REQUIREMENT
Output every line of the entries from the line containing "For every instance of the pink" through the last, exactly, with no other content.

** Start LISTED RECORDS **

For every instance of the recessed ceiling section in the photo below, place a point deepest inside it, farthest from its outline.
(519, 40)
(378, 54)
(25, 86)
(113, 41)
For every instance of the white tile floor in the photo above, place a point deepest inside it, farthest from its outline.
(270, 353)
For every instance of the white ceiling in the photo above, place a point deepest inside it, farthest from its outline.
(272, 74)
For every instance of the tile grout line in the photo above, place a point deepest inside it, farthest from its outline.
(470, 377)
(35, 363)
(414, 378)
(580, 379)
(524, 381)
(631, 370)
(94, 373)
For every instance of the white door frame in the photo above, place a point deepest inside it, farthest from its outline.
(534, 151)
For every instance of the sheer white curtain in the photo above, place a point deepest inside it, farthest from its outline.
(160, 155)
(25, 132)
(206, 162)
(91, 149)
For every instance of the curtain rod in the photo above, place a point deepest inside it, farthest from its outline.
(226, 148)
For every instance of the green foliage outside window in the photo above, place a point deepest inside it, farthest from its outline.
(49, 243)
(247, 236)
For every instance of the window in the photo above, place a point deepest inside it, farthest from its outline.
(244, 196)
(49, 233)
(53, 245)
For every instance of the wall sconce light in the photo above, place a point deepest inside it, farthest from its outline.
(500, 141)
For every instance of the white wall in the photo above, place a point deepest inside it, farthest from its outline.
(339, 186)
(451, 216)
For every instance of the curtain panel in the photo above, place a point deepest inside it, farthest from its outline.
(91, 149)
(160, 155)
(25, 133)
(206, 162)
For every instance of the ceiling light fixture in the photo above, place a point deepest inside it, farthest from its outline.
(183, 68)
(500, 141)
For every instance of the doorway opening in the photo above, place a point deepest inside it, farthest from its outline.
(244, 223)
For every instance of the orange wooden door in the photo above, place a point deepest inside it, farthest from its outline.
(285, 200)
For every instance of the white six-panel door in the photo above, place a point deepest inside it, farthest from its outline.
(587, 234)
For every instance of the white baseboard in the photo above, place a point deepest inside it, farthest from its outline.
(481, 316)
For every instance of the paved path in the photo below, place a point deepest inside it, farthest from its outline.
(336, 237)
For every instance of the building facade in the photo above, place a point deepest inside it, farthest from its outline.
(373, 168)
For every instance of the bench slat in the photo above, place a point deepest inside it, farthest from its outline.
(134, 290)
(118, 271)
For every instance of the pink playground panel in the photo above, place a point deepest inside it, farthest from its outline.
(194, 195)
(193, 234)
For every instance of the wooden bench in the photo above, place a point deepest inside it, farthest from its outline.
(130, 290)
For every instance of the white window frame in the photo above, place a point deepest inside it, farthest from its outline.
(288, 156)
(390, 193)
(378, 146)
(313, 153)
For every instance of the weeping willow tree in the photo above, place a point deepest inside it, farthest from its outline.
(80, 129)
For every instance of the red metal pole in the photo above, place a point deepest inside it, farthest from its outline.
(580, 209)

** End LISTED RECORDS **

TASK RESPONSE
For every instance of the pink playground panel in the photo above, place a point deepest inside it, farthest from its outline.
(194, 195)
(193, 234)
For every instance of the wooden bench in the photo above, place a point deepest inside it, farthest from its outline.
(130, 290)
For every instance of the white window frame in the photo above, place a point deepest inside it, farthest from its outline.
(288, 156)
(390, 193)
(378, 146)
(313, 153)
For every instance of the weeping willow tree in the photo above, place a point deepest inside it, farthest from its outline.
(80, 129)
For every instance of the red metal pole in the photo above, place a point deepest inside it, farthest from its outline.
(580, 209)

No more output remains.